▶ [AUFGABENSTELLUNG]
Beantworte bitte diese Fragen anhand des Textauszugs:
1. Weshalb wurde der Autor aus dem Kriegsdienst entlassen?
2. Was geschah kurz nach seiner Entlassung mit seiner Einheit?
3. Welche Bezeichnung erhielt das Leiden der Soldaten zur Zeit des Vietnamkriegs?

▶ [AUSGEWÄHLTER TEXTAUSZUG]
In dem Text manifestiert sich ein beträchtlicher Rechtfertigungsdruck. Der Autor fährt fort und teilt mit, dass sein Magenleiden bald wieder auftrat. Infolgedessen wurde er letztendlich aus dem Kriegsdienst entlassen, da er als nicht einsatzfähig galt. Diese Entlassung erwies sich als lebensrettend, denn seine Einheit wurde kurz darauf vollständig dezimiert; es gab keine Überlebenden.

Alles auf Anfang: Der Vietnam-Krieg

Der Vietnamkrieg markierte eine entscheidende Wende in der medizinischen Geschichte. Erstmals trat die psychische Belastung von Kriegsveteranen deutlich zutage. Viele der damaligen Soldaten, die den Schrecken des Krieges miterlebt hatten, finden sich noch heute in prekären Lebensumständen wieder. Sie sind oft obdachlos, da sie mit den Nachwirkungen ihrer Erlebnisse zu kämpfen haben. In jener Zeit wurde das Leiden der Soldaten als „Kampfstress“ bezeichnet.

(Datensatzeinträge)
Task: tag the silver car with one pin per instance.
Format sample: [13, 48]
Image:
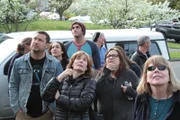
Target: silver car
[124, 37]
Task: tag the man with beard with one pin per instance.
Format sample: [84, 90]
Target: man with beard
[30, 74]
[142, 53]
[79, 43]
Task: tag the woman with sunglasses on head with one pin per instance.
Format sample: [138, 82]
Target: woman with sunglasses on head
[73, 89]
[58, 50]
[114, 96]
[158, 92]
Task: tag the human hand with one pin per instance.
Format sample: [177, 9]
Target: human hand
[66, 73]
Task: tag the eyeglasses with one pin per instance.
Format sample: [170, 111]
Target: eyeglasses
[152, 68]
[112, 55]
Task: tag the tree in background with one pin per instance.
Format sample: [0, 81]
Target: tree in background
[60, 6]
[174, 4]
[13, 13]
[127, 13]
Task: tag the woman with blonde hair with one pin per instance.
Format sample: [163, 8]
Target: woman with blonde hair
[22, 48]
[158, 92]
[73, 89]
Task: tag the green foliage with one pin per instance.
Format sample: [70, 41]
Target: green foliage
[175, 55]
[126, 13]
[53, 25]
[174, 45]
[60, 6]
[12, 14]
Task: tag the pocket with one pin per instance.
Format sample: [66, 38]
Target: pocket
[23, 72]
[96, 116]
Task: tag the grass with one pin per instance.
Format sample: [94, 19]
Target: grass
[53, 25]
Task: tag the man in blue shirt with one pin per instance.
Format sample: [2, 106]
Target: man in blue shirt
[80, 43]
[30, 74]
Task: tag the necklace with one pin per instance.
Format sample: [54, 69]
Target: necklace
[155, 114]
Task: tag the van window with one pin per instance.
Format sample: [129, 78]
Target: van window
[130, 47]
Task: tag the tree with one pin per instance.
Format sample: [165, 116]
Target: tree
[13, 13]
[174, 4]
[60, 6]
[128, 13]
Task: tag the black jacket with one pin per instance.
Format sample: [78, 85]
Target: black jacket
[141, 107]
[140, 58]
[76, 96]
[113, 103]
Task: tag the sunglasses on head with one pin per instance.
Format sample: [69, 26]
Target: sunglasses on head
[152, 68]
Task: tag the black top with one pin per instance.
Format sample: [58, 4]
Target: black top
[76, 96]
[113, 103]
[34, 105]
[141, 107]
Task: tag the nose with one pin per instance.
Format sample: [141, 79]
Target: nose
[156, 70]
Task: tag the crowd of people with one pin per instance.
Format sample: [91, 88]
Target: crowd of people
[83, 80]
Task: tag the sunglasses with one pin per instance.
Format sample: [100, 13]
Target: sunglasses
[112, 55]
[152, 68]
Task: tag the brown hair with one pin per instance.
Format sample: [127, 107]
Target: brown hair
[144, 87]
[83, 27]
[64, 54]
[78, 54]
[123, 65]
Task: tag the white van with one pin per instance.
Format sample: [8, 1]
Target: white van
[123, 37]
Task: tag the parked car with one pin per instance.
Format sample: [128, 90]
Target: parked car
[125, 38]
[83, 19]
[170, 29]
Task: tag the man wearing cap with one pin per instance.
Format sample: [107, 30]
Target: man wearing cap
[142, 53]
[99, 39]
[79, 43]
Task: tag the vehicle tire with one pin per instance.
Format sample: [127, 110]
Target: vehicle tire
[177, 40]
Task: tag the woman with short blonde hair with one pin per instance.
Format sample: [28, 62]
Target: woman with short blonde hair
[158, 92]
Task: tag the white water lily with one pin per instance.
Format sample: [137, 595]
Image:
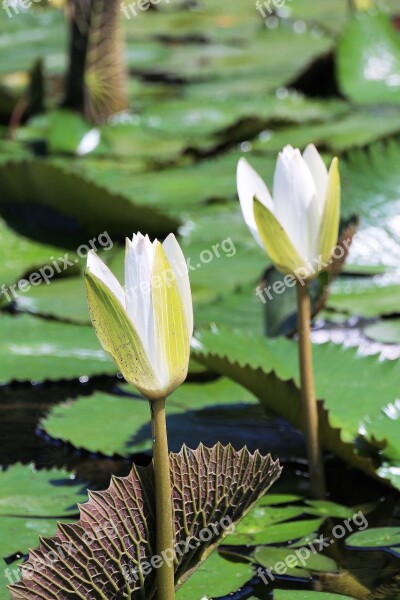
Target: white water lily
[299, 225]
[147, 326]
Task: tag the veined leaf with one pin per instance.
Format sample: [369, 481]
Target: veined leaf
[112, 546]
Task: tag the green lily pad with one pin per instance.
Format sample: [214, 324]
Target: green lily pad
[242, 357]
[216, 577]
[17, 536]
[28, 492]
[378, 537]
[330, 509]
[34, 349]
[259, 531]
[32, 34]
[20, 255]
[196, 412]
[385, 332]
[270, 558]
[47, 202]
[368, 59]
[364, 297]
[346, 131]
[305, 595]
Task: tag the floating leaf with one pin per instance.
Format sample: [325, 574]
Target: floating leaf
[42, 200]
[205, 412]
[114, 541]
[378, 537]
[269, 368]
[34, 349]
[306, 595]
[385, 332]
[216, 577]
[368, 59]
[270, 557]
[31, 493]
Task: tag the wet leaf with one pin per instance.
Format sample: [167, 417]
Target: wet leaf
[129, 516]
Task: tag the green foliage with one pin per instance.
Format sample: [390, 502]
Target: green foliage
[121, 539]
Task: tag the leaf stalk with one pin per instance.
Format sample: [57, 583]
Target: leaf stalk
[164, 507]
[310, 408]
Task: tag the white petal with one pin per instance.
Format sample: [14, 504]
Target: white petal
[250, 184]
[102, 272]
[177, 260]
[319, 173]
[138, 269]
[295, 200]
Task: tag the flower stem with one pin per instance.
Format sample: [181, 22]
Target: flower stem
[310, 408]
[164, 509]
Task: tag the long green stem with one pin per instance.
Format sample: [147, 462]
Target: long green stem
[164, 509]
[310, 409]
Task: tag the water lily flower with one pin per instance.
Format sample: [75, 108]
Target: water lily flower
[147, 326]
[299, 226]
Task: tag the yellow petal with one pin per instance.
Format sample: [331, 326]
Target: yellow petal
[276, 241]
[119, 338]
[172, 332]
[329, 232]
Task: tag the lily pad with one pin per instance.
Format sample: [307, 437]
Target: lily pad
[216, 577]
[34, 349]
[378, 537]
[270, 558]
[368, 59]
[245, 359]
[220, 410]
[386, 332]
[27, 492]
[306, 595]
[364, 297]
[43, 201]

▶ [LÖSUNG]
1. Sein Magenleiden trat wieder auf, und er galt als nicht einsatzfähig.
2. Sie wurde vollständig dezimiert, und es gab keine Überlebenden.
3. „Kampfstress“